- WHAT IS NEEDED
Leave no line out. Transcribe the whole listing exactly.

- INFORMATION SUPPLIED
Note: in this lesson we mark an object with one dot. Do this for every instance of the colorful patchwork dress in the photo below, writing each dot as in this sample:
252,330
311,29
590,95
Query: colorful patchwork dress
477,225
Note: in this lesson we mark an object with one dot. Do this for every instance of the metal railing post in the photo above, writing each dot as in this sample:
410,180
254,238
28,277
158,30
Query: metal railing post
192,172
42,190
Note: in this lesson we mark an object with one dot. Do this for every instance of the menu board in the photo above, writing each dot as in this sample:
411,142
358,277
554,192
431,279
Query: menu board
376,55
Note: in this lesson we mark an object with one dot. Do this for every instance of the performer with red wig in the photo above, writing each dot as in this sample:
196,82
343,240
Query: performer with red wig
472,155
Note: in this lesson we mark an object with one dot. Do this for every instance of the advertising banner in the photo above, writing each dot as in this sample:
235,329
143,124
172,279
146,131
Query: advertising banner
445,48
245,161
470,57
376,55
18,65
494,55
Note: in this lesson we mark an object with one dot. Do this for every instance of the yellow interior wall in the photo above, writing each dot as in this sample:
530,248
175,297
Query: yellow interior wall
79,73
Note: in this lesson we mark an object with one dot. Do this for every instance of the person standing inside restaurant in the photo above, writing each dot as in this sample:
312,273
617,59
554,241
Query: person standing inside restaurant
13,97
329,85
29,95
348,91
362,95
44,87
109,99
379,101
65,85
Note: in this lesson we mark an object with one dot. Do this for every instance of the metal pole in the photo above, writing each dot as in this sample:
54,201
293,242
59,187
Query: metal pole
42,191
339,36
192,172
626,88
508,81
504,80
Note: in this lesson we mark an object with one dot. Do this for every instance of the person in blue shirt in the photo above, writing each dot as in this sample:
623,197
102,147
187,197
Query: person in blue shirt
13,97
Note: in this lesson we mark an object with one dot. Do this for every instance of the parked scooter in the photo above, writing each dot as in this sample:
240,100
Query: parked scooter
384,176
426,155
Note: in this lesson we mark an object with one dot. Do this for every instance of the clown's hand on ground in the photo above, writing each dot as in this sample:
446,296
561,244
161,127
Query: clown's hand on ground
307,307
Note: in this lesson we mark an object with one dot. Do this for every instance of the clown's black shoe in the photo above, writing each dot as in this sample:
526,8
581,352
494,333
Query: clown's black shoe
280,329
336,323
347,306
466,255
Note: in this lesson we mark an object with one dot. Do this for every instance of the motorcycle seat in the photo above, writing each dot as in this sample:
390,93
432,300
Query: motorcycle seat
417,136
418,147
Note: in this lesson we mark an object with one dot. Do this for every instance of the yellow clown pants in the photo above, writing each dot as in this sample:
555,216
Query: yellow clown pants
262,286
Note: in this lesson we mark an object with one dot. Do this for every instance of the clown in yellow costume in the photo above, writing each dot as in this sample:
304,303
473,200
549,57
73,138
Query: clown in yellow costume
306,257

- SOLVED EXERCISE
Note: in this lesson we mark an object with one dot. Do this for every instance of the colorful patchwork dress in the photo below, writing each dot as in this sample:
252,330
311,29
590,95
Query: colorful patchwork dress
477,225
Note: in this lesson we mark an object with one dot. Do this for every instance of the metal railing post in the photo above, writing each dot as in this sample:
410,180
254,238
28,277
158,30
Query: metal railing post
192,172
42,190
Note: in this lesson we mark an object with one dot. Do this for every instance of the menu board in the photo above, writing each dot as in this sample:
411,142
358,277
554,192
431,279
Query: menu board
376,55
Note: in this lesson we mark an object with one dot. Do this for every instance of the performer with red wig in the photo above, writing each dot as in this sample:
196,82
343,240
Query: performer with red wig
472,155
Note: in this lesson we mark an object with one dot. Do this for every instance of the advertising banner in the photo above, writing each dot as in this sample:
235,329
143,124
172,279
146,131
Query: advertising banner
445,48
245,161
470,57
376,55
18,65
494,55
Note: in this lesson we mark an object with one dot. Do this for every instance of the yellow interior wall in the photo above, writing each dot as in this sample:
530,248
175,297
Query: yellow interior wall
79,73
Note: in this lesson we mark an object with one dot. Do this for every instance of the person standing inside restaurant in the photo above, writing each dot as in this sample:
312,273
617,59
554,241
Query: person standing inside restaurant
13,97
329,85
29,95
348,91
362,95
44,87
109,99
379,101
65,85
Note: in this lesson we mark an object with one dot. Do this for every instance of the metal pole in the photo above, writing each dot as in this sample:
54,201
293,242
59,187
Query: metal pole
42,191
339,36
192,172
626,88
508,81
504,80
Note: in this lesson we mark an object with one dot. Do this for every instance of the person in blue shirt in the photo above, writing each dot as in this sample:
623,197
102,147
187,197
Query: person in blue shirt
13,97
Note: in this lesson we mark an object with one dot. Do this for every instance of the parked scooter in the photo above, writing each dot as in this sample:
240,100
Query: parked scooter
384,176
426,155
Note: in this lesson we mark an object with one dot. Do this for every instance of the clown's hand on ground in the photo above, writing each dot as in this sample:
446,296
561,244
161,127
Query: clown's hand on ground
307,307
Note: in this lesson we mark an object with one dot. Do this for every instance of the clown's black shoe in the photo above, writing each dot as in this sample:
526,8
581,352
494,333
Query: clown's black shoe
280,329
336,323
347,306
466,255
Note: in this lesson we mark an object with one dot. Do this for every instance of the motorcycle seat in the photo above, writing each dot as in this sample:
390,93
432,300
Query: motorcycle seat
417,136
418,147
Note: in this lesson we mark an object with one dot. Do this for every instance of the yellow clown pants in the photo above, writing each dot as in this sample:
555,216
Query: yellow clown pants
262,286
Note: in this lesson we mark an object with one dot. Do this for every instance of the clown in yellow costume in the photo above, writing each dot as in this sample:
304,303
473,200
549,57
73,138
Query: clown in yellow costume
306,257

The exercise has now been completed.